* Begin EXCERPTED RECORDS *

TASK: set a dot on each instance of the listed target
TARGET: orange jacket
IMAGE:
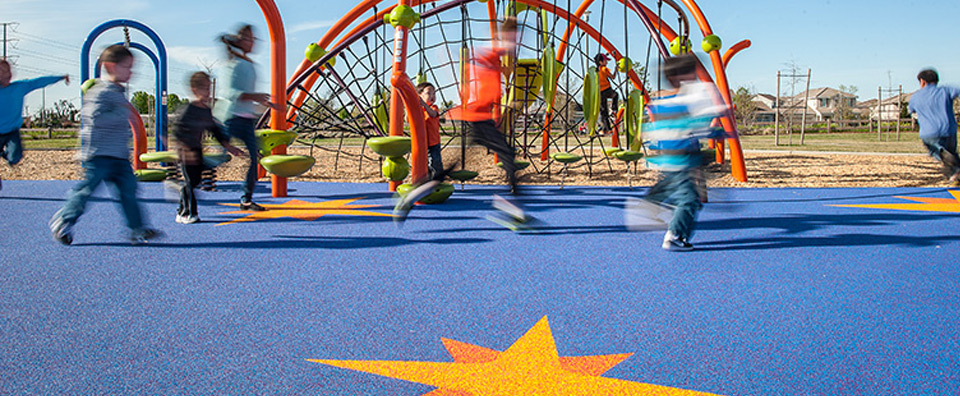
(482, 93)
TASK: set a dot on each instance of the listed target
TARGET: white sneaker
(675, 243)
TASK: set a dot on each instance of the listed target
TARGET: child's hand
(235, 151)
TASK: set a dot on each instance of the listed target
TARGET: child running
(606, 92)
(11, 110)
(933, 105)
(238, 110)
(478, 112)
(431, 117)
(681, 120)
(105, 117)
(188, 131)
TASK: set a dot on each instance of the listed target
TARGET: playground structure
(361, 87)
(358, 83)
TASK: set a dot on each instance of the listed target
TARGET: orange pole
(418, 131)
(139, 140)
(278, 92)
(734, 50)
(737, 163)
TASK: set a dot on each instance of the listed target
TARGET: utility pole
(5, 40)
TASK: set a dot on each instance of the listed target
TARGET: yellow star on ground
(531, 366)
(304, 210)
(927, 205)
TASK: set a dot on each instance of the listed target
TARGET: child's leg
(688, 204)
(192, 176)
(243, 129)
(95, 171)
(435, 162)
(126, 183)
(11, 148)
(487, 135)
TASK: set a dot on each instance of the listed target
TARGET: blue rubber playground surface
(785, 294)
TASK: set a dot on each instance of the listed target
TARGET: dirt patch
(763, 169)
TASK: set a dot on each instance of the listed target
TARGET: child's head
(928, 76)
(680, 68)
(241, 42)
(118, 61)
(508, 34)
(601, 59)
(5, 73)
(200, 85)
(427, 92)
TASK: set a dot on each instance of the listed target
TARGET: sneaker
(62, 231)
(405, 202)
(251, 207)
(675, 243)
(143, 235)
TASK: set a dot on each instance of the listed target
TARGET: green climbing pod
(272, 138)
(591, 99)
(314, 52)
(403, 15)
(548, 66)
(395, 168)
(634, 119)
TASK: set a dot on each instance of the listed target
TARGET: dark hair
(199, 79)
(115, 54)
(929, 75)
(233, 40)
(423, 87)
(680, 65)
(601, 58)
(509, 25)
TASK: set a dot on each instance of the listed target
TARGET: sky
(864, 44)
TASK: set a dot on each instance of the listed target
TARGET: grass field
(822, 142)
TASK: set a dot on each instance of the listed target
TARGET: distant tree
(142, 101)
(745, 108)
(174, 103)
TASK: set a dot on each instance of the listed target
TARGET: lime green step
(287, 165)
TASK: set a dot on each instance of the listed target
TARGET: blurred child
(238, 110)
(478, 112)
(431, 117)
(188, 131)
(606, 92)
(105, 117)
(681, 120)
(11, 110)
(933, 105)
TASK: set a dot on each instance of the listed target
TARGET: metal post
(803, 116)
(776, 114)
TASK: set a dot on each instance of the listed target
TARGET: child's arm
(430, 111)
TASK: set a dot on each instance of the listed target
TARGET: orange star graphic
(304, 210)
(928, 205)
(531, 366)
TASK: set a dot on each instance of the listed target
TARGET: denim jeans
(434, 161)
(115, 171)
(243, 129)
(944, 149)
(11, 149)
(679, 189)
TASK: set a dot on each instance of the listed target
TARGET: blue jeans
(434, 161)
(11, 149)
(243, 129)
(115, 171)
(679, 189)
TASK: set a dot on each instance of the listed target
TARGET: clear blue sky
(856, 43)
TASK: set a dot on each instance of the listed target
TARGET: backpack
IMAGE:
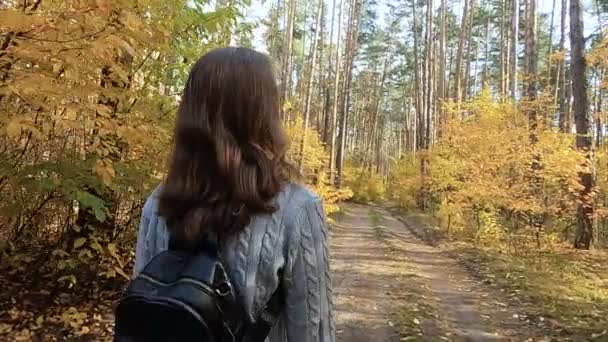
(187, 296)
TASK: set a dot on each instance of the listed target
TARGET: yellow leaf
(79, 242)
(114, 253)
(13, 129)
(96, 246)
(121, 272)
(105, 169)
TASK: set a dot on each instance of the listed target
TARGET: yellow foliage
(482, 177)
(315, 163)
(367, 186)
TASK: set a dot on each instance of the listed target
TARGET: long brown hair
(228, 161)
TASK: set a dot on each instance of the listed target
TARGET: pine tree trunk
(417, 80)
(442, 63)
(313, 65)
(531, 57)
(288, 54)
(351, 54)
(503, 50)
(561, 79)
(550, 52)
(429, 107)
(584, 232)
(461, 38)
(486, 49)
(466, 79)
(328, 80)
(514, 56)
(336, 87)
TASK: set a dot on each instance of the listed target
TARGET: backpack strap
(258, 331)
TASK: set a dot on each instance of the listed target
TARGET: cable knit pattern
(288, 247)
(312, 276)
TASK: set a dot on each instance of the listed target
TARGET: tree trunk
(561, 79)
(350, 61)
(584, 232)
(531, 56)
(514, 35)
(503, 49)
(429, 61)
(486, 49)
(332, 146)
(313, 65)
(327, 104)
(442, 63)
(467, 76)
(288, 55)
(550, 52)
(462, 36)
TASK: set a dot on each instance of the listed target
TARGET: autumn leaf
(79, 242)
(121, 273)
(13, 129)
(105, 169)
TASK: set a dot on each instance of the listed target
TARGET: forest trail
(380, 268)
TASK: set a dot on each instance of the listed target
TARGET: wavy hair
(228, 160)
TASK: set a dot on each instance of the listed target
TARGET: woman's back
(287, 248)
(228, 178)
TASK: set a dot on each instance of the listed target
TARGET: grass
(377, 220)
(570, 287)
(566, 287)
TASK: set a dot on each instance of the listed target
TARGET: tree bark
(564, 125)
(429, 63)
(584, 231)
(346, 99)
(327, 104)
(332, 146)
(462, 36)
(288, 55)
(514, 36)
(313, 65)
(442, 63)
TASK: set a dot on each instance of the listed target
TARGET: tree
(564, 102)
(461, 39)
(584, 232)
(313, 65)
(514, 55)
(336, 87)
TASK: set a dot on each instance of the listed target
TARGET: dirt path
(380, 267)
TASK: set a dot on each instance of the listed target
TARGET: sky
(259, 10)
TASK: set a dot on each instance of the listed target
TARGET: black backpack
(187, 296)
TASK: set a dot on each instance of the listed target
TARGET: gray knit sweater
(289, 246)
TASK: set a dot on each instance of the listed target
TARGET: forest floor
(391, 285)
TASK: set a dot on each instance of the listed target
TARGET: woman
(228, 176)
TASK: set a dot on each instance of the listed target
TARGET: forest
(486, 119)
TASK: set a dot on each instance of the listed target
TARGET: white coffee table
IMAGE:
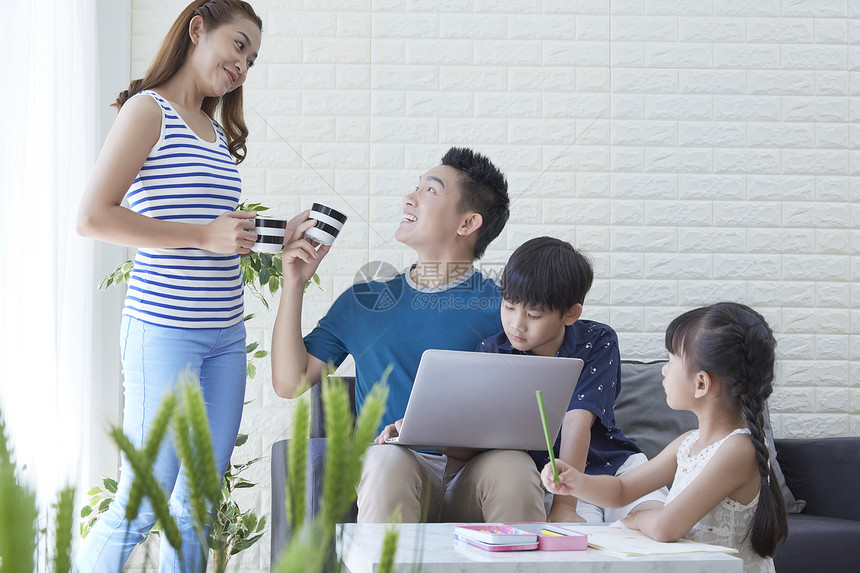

* End EXCERPTED RECORDS *

Transcribe all the data word for word; the images stay out.

TASK: set a dot on each instance of the listed target
TARGET: orange jacket
IMAGE:
(482, 93)
TASK: set a dot on each instance of the listed target
TARGET: white sneaker
(675, 243)
TASK: set a dot on each instance of the listed target
TARGET: child's hand
(235, 151)
TASK: set a dot on each instance of the listed target
TARGET: child running
(606, 92)
(11, 110)
(933, 105)
(238, 110)
(478, 112)
(431, 117)
(681, 120)
(105, 117)
(188, 131)
TASK: set a dot on each instance of the listed target
TARGET: playground structure
(361, 87)
(358, 83)
TASK: set a dot on each instance of the listed target
TARGET: orange pole
(418, 131)
(139, 140)
(278, 92)
(734, 50)
(737, 163)
TASK: set a dot on each instance of the listed target
TARGET: utility pole
(5, 40)
TASK: set a dot on each instance of the listed target
TARGET: yellow star on ground
(531, 366)
(304, 210)
(927, 205)
TASK: set a dot on each instance of the listed target
TARGET: child's leg
(688, 204)
(192, 176)
(243, 129)
(95, 171)
(435, 162)
(126, 183)
(11, 148)
(487, 135)
TASK: set a dot on each instance of the listed target
TARGET: blue rubber playground surface
(785, 294)
TASK: set a dot on each instance of the listed target
TARGET: dirt patch
(763, 169)
TASK: set a dot on each instance of the listed target
TARGET: child's head
(928, 76)
(680, 68)
(241, 42)
(118, 61)
(508, 34)
(601, 59)
(5, 73)
(200, 85)
(427, 92)
TASK: set a dot on each instance of the listed target
TARGET: sneaker
(62, 231)
(405, 202)
(251, 207)
(675, 243)
(143, 235)
TASK: set a dot on each instance of the listed target
TARGET: green climbing pod
(272, 138)
(591, 99)
(314, 52)
(403, 15)
(548, 66)
(395, 168)
(634, 119)
TASK: set a dot on each instance of the listed target
TARGET: dark hair
(199, 79)
(115, 54)
(929, 75)
(233, 40)
(423, 87)
(680, 65)
(601, 58)
(509, 25)
TASK: set a dot on each instance of the listed target
TARGET: sky
(864, 44)
TASK: set a dot on each instance of the listed target
TARGET: grass field
(822, 142)
TASK: set a dot on each instance of the listed target
TARGET: distant tree
(142, 101)
(745, 108)
(174, 103)
TASK: set a dot on each instance of the listed target
TARGET: lime green step
(287, 165)
TASK: set a dot on each instance of the listed target
TARGET: blurred child
(238, 110)
(478, 112)
(431, 117)
(188, 131)
(606, 92)
(105, 117)
(681, 120)
(11, 110)
(933, 105)
TASK: set a dot on each instance of the listed target
TARGET: metal post
(803, 116)
(776, 114)
TASK: set a dot on each instance of the listed target
TARGET: child's arm
(430, 111)
TASK: set a dot on each instance of the listed target
TARGET: orange star graphic
(304, 210)
(928, 205)
(531, 366)
TASK: set a dot on each instance of the listed target
TARGET: denim jeans
(434, 161)
(115, 171)
(243, 129)
(944, 149)
(11, 149)
(679, 189)
TASK: set a dot on each instance of the listed target
TARGET: blue jeans
(434, 161)
(11, 149)
(243, 129)
(115, 171)
(679, 189)
TASK: set a dot on each instance of the listed target
TARGET: clear blue sky
(856, 43)
TASK: set a dot on each instance of the listed target
TARGET: backpack
IMAGE:
(187, 296)
TASK: set a dot on each instance of the listed target
TARGET: yellow leaf
(79, 242)
(114, 253)
(13, 129)
(96, 246)
(121, 272)
(105, 169)
TASK: set a dot on each instance of the listed target
TARGET: yellow foliage
(482, 177)
(315, 163)
(367, 186)
TASK: set a dot on each instance of the listed target
TARGET: long brown hair
(228, 161)
TASK: set a dot on each instance of the listed target
TARGET: pine tree trunk
(417, 80)
(442, 63)
(313, 65)
(531, 57)
(288, 54)
(351, 54)
(503, 50)
(561, 79)
(550, 52)
(429, 107)
(584, 232)
(461, 38)
(486, 49)
(466, 79)
(328, 80)
(514, 56)
(336, 87)
TASK: set a dot on each instance of the listed target
TARGET: backpack strap
(258, 331)
TASK: set a dot on each instance of the listed target
TARGET: cable knit pattern
(288, 247)
(312, 276)
TASK: set a dot on each instance of the listed target
TARGET: tree trunk
(561, 79)
(350, 61)
(584, 232)
(531, 56)
(514, 35)
(503, 49)
(429, 61)
(486, 49)
(332, 146)
(313, 65)
(327, 104)
(442, 63)
(467, 76)
(288, 55)
(550, 52)
(462, 36)
TASK: set a dot on each instance of the listed target
TARGET: autumn leaf
(79, 242)
(121, 273)
(13, 129)
(105, 169)
TASK: set a dot on each instance of the listed target
TARGET: forest trail
(380, 268)
TASK: set a dot on each instance of the listed target
TARGET: wavy hair
(228, 160)
TASK: set a dot on each instance of the listed target
TARGET: woman's back
(287, 248)
(228, 178)
TASK: set a dot on each instance of the listed target
TARGET: grass
(377, 220)
(570, 287)
(566, 287)
TASK: set a dot on each instance of the listed target
TARGET: tree bark
(564, 125)
(429, 63)
(584, 231)
(346, 99)
(327, 104)
(332, 146)
(462, 36)
(288, 55)
(514, 36)
(313, 65)
(442, 63)
TASK: set a dot on each instance of the listed target
TARGET: tree
(564, 102)
(461, 39)
(584, 232)
(313, 65)
(514, 55)
(336, 87)
TASK: set a dot on each instance of the listed target
TARGET: dirt path
(380, 267)
TASK: set a dot on each instance of the listed target
TARGET: sky
(259, 10)
TASK: set a dot on each instance of the listed target
TARGET: black backpack
(187, 296)
TASK: set a dot on each instance of the listed target
TARGET: gray knit sweater
(289, 246)
TASK: set a dot on each instance of the listed target
TARGET: forest floor
(391, 285)
TASK: set a dot on each instance of the listed target
TARGET: woman
(228, 176)
TASK: set a dot on each instance of the listed target
TARGET: forest
(486, 119)
TASK: set a dot on each instance of the listed target
TARGET: white coffee table
IMAGE:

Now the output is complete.